* START INFORMATION GIVEN *

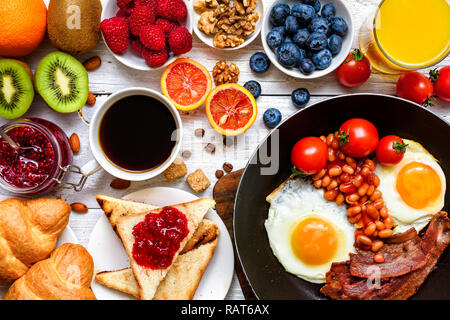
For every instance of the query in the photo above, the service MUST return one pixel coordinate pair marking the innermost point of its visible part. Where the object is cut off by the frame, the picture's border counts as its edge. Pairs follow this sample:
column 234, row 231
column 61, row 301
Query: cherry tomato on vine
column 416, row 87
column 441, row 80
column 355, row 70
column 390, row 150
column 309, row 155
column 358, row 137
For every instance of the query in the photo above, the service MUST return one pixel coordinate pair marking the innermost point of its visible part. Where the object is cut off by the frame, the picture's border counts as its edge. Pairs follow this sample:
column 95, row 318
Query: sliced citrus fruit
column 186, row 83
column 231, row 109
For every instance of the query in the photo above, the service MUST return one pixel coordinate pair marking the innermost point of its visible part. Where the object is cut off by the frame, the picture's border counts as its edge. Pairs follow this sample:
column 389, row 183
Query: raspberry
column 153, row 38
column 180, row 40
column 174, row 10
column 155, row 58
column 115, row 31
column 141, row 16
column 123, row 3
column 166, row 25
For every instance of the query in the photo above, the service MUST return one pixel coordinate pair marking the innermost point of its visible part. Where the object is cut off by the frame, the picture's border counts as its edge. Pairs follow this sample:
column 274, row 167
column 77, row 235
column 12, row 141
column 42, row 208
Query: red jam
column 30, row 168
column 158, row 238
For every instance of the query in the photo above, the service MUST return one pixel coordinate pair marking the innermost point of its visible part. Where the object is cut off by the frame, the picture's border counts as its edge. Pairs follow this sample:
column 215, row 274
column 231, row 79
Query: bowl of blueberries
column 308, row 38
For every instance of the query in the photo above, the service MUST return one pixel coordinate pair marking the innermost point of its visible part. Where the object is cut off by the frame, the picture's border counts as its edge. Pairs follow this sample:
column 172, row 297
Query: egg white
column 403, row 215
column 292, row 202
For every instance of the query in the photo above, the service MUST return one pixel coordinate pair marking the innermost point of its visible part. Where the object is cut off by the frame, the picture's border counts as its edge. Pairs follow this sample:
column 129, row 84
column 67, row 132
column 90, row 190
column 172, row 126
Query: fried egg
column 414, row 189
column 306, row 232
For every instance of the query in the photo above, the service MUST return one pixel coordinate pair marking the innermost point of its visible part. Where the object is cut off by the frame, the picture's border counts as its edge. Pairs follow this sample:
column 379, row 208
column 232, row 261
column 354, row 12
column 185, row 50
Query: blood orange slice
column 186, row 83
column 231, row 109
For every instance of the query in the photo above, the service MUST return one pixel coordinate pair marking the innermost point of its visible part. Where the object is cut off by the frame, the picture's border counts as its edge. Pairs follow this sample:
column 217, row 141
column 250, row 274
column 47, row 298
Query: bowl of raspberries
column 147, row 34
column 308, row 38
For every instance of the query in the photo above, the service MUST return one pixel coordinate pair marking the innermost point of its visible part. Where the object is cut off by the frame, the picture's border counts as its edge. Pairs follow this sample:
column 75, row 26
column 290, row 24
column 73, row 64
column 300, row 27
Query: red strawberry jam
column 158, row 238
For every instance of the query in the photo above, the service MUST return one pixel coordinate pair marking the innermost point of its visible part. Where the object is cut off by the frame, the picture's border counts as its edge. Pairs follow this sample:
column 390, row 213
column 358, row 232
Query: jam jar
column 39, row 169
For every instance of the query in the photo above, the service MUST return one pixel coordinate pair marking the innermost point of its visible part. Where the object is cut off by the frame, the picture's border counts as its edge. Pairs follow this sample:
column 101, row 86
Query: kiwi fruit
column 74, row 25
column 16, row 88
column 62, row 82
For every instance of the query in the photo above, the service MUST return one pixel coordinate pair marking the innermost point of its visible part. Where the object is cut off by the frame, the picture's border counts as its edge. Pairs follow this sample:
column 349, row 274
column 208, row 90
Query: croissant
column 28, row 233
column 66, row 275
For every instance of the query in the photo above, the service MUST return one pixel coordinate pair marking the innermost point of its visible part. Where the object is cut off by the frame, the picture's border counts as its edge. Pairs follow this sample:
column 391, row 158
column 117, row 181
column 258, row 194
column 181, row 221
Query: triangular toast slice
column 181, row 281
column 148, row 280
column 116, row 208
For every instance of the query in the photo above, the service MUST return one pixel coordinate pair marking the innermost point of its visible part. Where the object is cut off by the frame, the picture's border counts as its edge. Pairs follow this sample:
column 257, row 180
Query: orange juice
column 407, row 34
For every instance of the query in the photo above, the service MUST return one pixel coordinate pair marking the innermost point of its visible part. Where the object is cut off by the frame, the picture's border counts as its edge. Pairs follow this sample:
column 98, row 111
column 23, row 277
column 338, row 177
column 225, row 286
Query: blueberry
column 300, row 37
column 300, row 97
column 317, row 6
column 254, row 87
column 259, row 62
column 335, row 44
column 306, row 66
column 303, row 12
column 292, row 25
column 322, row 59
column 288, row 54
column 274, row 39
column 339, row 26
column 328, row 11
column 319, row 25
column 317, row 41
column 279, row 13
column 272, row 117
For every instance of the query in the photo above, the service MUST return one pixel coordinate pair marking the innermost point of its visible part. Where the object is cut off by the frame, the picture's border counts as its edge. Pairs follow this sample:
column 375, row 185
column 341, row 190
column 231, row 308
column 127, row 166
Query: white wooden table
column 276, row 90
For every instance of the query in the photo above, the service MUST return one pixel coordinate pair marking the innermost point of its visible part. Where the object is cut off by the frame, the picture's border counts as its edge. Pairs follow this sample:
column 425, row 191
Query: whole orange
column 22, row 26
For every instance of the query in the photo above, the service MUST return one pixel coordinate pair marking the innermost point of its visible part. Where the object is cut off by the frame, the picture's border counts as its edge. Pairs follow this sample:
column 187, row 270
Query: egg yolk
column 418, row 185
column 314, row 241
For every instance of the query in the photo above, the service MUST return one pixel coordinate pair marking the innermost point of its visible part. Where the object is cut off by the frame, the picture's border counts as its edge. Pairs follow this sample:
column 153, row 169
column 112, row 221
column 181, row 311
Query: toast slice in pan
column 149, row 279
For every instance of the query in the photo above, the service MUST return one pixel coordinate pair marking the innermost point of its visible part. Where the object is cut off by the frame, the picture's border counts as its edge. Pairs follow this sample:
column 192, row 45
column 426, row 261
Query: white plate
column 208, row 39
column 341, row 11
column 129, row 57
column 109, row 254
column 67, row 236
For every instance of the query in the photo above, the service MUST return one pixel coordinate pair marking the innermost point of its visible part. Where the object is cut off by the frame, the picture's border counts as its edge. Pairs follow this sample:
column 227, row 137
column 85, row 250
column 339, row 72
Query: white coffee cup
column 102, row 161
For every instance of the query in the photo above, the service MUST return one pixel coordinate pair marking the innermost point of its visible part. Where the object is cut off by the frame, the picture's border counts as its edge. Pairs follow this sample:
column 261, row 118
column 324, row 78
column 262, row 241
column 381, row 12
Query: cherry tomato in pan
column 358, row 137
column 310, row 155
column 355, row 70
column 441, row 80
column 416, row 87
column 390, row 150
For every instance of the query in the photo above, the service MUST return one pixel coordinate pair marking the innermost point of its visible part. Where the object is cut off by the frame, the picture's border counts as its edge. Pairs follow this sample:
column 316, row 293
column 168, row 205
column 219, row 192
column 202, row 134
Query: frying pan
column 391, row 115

* END INFORMATION GIVEN *
* START INFORMATION GIVEN *

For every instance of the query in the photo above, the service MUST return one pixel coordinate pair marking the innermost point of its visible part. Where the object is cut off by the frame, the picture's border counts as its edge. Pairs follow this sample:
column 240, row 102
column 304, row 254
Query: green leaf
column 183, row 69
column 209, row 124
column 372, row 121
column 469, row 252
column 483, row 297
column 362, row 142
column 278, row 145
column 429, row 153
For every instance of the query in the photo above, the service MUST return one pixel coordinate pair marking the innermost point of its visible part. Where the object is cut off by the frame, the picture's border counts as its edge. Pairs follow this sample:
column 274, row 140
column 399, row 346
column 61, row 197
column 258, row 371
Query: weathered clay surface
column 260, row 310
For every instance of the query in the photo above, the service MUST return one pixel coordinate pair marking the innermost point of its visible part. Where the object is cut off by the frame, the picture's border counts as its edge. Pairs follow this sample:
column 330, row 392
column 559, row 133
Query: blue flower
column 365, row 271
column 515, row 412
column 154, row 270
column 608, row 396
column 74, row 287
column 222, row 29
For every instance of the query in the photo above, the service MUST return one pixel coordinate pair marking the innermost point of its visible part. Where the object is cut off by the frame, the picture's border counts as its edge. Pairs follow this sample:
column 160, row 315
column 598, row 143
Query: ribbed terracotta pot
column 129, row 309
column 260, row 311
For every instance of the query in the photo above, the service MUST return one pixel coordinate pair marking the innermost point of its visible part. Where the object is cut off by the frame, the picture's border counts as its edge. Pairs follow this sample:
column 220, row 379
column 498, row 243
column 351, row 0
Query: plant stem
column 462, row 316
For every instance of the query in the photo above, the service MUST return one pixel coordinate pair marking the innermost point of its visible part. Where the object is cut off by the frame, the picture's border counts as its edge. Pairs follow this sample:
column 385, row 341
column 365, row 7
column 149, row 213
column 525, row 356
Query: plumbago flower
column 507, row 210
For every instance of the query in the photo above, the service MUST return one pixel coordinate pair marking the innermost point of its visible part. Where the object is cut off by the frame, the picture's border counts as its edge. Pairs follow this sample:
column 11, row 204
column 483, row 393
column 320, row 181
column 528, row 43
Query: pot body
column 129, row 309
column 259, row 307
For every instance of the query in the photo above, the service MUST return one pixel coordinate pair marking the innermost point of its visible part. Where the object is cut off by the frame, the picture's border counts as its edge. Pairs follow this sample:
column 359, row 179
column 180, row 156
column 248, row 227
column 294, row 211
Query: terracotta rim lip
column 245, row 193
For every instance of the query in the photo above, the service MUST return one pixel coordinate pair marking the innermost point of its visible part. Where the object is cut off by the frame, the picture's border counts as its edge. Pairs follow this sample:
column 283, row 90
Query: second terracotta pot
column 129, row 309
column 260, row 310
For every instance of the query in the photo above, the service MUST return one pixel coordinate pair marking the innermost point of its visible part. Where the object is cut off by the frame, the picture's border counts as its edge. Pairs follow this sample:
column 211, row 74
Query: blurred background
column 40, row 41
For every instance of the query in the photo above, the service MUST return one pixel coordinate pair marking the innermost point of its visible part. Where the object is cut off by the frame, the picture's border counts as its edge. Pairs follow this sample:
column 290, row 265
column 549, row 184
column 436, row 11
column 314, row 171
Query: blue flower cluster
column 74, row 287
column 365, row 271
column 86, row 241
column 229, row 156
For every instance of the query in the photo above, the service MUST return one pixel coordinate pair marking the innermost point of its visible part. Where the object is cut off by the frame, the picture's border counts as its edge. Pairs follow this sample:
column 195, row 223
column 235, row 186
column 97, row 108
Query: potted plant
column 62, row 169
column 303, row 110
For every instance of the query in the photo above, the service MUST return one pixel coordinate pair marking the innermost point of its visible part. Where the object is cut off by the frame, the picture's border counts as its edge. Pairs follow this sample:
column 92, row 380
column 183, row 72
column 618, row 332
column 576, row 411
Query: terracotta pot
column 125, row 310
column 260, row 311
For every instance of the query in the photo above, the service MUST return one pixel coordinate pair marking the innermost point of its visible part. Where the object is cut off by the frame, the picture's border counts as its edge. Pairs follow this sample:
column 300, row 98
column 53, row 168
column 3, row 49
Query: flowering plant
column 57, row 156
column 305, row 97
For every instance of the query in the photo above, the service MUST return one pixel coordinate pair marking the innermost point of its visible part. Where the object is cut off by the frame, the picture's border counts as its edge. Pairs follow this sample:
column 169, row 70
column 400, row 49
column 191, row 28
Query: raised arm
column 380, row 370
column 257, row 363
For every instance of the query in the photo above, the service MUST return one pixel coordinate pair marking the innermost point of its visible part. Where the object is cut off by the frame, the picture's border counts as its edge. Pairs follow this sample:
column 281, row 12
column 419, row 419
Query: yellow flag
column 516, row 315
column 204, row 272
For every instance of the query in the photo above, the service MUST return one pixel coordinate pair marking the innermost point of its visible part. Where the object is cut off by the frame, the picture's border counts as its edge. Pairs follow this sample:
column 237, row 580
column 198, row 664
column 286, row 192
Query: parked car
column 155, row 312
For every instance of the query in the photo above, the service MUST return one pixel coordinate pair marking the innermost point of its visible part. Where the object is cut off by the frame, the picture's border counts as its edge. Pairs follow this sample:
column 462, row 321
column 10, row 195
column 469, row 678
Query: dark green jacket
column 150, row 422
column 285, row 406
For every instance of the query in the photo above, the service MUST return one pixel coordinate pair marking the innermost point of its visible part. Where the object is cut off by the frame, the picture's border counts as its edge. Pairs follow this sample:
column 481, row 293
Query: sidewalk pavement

* END INFORMATION GIVEN *

▶ [EXERCISE REQUIREMENTS] Pick out each line of the rows above that contains the word "fruit" and copy it.

▶ [WRITTEN SOLUTION]
Query: sliced citrus fruit
Query: kiwi fruit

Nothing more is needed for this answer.